§ WHAT TO DO:
1. Answer these questions using the Coogee'18 workshop page:
(a) Which institution is David Aasen listed with?
(b) Besides conventional anyons, what do the string-net models in the talk on fermion condensation feature?
(c) In the talk on bosonic quantum error correction, what is the minimal component in continuous-variable quantum information processing?
2. Continue the Coogee'18 workshop page from where it stops.

§ EXTRACTED TEXT:
--- BEGIN ---
Coogee’18

Sydney Quantum Information Theory Workshop

 

David Aasen

(Caltech, USA)

 

Fermion condensation and superconducting string-nets

 

A great deal of progress has been made toward a classification of bosonic topological orders whose microscopic constituents are bosons. Much less is known about the classification of their fermionic counterparts. In this talk I will describe a systematic way of producing fermionic topological orders using the technique of fermion condensation. Roughly, this can be understood as binding a physical fermion to an emergent fermion and condensing the pair. I will discuss the `super pivotal categories' that describe universal properties of these phases and use them to construct exactly solvable string-net models. These string-net models feature conventional anyons and two flavours of vortices. I will show that one of the vortex types is similar to a vortex in a p+ip superconductor binding a Majorana zero mode, and will mention some possible applications.

 

Victor Albert

(Caltech, USA)

 

Filling cavities to prevent decay: bosonic quantum error correction

 

Continuous-variable quantum information processing is a field concerned with using one or more harmonic oscillators to protect, manipulate, and transport quantum information. As opposed to building systems out of two-level components (qubits), here the minimal component is the phase space associated with a canonical pair of continuous variables — position and momentum for a mechanical oscillator or quadrature components for an electromagnetic field mode. The large Hilbert space describing this phase space allows one to encode information such that recovery from errors is possible, thereby providing competitive alternatives to encoding into a register of qubits. Moreover, we are at the point of realizing full-fledged protocols utilizing such encodings due to significant advances in microwave cavity, atomic ensemble, and trapped ion control. This presentation overviews continuous-variable quantum error-correcting codes, from theoretical capabilities to experimental realizations. 

 

Juan Bermejo-Vega

(FU Berlin, Germany)
--- END ---
§ DATA ENTRIES:
--- BEGIN ---
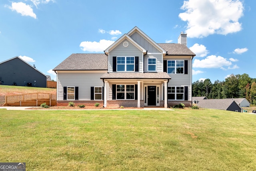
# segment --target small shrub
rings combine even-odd
[[[74,107],[75,103],[72,101],[70,101],[68,102],[68,106]]]
[[[193,106],[191,108],[193,109],[199,109],[199,107],[198,106]]]
[[[42,103],[41,105],[40,105],[40,106],[41,106],[41,107],[43,107],[44,108],[49,108],[49,106],[46,105],[46,103]]]
[[[80,108],[84,107],[85,107],[85,106],[84,105],[78,105],[78,106]]]

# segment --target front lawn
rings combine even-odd
[[[256,170],[256,115],[0,109],[0,162],[27,170]]]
--- END ---
§ RESULTS OF THE EXERCISE:
1.
(a) Caltech, USA.
(b) Two flavors of vortices.
(c) The phase space associated with a canonical pair of continuous variables.

2.
Architectures for quantum simulation showing a quantum speedup

 

Joint work with Dominik Hangleiter, Martin Schwarz, Robert Raussendorf, Jens Eisert

 

Abstract: An important near-term goal in the field of quantum simulation is to demonstrate a large quantum speedup (these days sometimes called "quantum computational supremacy") by performing a simple experiment whose outcome cannot efficiently be predicted on a classical computer. Here, we propose new simple quantum simulations that show a quantum speedup. Specifically, we give strong evidence that efficiently classically simulating the dynamics of translation-invariant Ising models on the 2D square lattice is impossible, even for constant times and allowing for constant additive errors. Specifically, we prove that such a classical simulation is impossible assuming plausible complexity-theoretic conjectures analogous to those in the famous boson sampling problem, or in the quantum experiments being put forward by Google AI. Our proposal is tailored to optical-lattice cold-atom quantum simulator hardware and relies on realistic resources. Finally and remarkably, the correctness of our quantum devices can be efficiently certified using tested single-qubit measurements and classical post-processing. Thus, our proposal puts a convincing falsifiable experimental demonstration of a quantum speedup within reach in the near term.

Based on:

https://arxiv.org/abs/1703.00466
https://arxiv.org/abs/1706.03786

 

 

Michael Beverland

(Microsoft Research, USA)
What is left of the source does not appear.